Textabschnitt:
Arbeiten in komplexen & volatilen Umgebungen

Teamerfolg:

Ein Text von Sandro Pfammatter, aus Interviews mit Martina Dudle, VRP der Attesta Schweizer Zertifizierungsgesellschaft AG und Philipp Engstler, Co-Gründer von flowdays, der Boutique Agiler Experten.

Von der Wassermelone zur FuckUp-Night

Erfolgreiche Teams sind zuverlässig und strukturiert. Ihre Arbeit sehen sie als sinnvoll und nutzbringend. Common sense? Nicht ganz. Denn die tragende Basis für all das ist ein Faktor namens „Psychologische Sicherheit“. Und der ist auf dem besten Weg zu einer ISO-Zertifizierung.


„Es gab immer eine Distanz, es gab Angst und Respekt. Wenn er zu Besuch kam oder man zu ihm gehen musste, dann stieg der Puls.“ Die Aussage stammt von einem Volkswagen-Manager, nach dem legendären Dieselskandal. Er spricht von Martin Winterkorn, dem früheren VW-CEO, der das Unternehmen mit eiserner Hand führte.

Allein der Börsencrash von VW vernichtete zig Milliarden Euro in anderthalb Wochen. „In Zukunft brauchen wir ein Betriebsklima, in dem Probleme nicht verheimlicht werden“, resümierte ein Aufsichtsrat-Mitglied kurz nach dem Skandal. Ähnliche Geschichten – der Angst, des Verschleierns, der Verluste – finden sich bei Nokia, Wells Fargo und der US-Notenbank. Das Phänomen vor solchen Crashes ist auch als Wassermelonen-Reporting bekannt: Dem Chef, den Auftraggebern oder anderen Stakeholdern wird gegen aussen dauerhaft ein toller Projektstatus vorgegaukelt. Alles in bester Ordnung, grüne Schale. Doch in Wahrheit, innendrin, ist alles tiefrot.

Quelldaten:
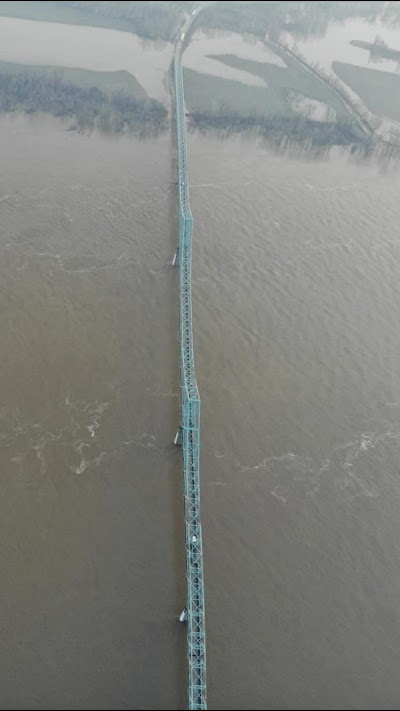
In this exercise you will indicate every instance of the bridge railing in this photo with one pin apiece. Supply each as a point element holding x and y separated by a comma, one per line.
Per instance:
<point>190,422</point>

Aufgabenstellung A: Schreib den Text über psychologische Sicherheit im Team von "Von der Wassermelone" bis einschließlich "eiserner Hand führte." noch einmal ab. Benenne dabei "Puls" in "Blutdruck" um.
Aufgabenstellung B: Setze den Text über Teamerfolg und Wassermelonen-Reporting nach seinem letzten Satz fort.

Ergebnis A:
Von der Wassermelone zur FuckUp-Night

Erfolgreiche Teams sind zuverlässig und strukturiert. Ihre Arbeit sehen sie als sinnvoll und nutzbringend. Common sense? Nicht ganz. Denn die tragende Basis für all das ist ein Faktor namens „Psychologische Sicherheit“. Und der ist auf dem besten Weg zu einer ISO-Zertifizierung.


„Es gab immer eine Distanz, es gab Angst und Respekt. Wenn er zu Besuch kam oder man zu ihm gehen musste, dann stieg der Blutdruck.“ Die Aussage stammt von einem Volkswagen-Manager, nach dem legendären Dieselskandal. Er spricht von Martin Winterkorn, dem früheren VW-CEO, der das Unternehmen mit eiserner Hand führte.

Ergebnis B:
Szenenwechsel: Mehrere hundert junge Geschäftsleute treffen sich in Zürich Oerlikon zur FuckUp-Night. Auf der Bühne stehen Kollegen, die von ihrem Scheitern erzählen. Sie schildern detailliert und entspannt, wie sie Projekte in den Sand gesetzt und Startups an die Wand gefahren haben. Das Publikum klatscht, hat Fragen, will lernen. Scheitern als unvermeidlicher Stolperstein auf dem Weg zum Erfolg. Radikale Offenheit als Tugend. Scheinbare Schwäche, die anderen zur Stärke wird. FUN ist die Abkürzung für diese Anlässe, die inzwischen in hunderten von Städten und 81 Ländern stattfinden. Doch FUN, Spass, kratzt nur an der Oberfläche. Denn was die FuckUp-Nights wirklich schaffen, ist ein Mikroklima der Psychologischen Sicherheit.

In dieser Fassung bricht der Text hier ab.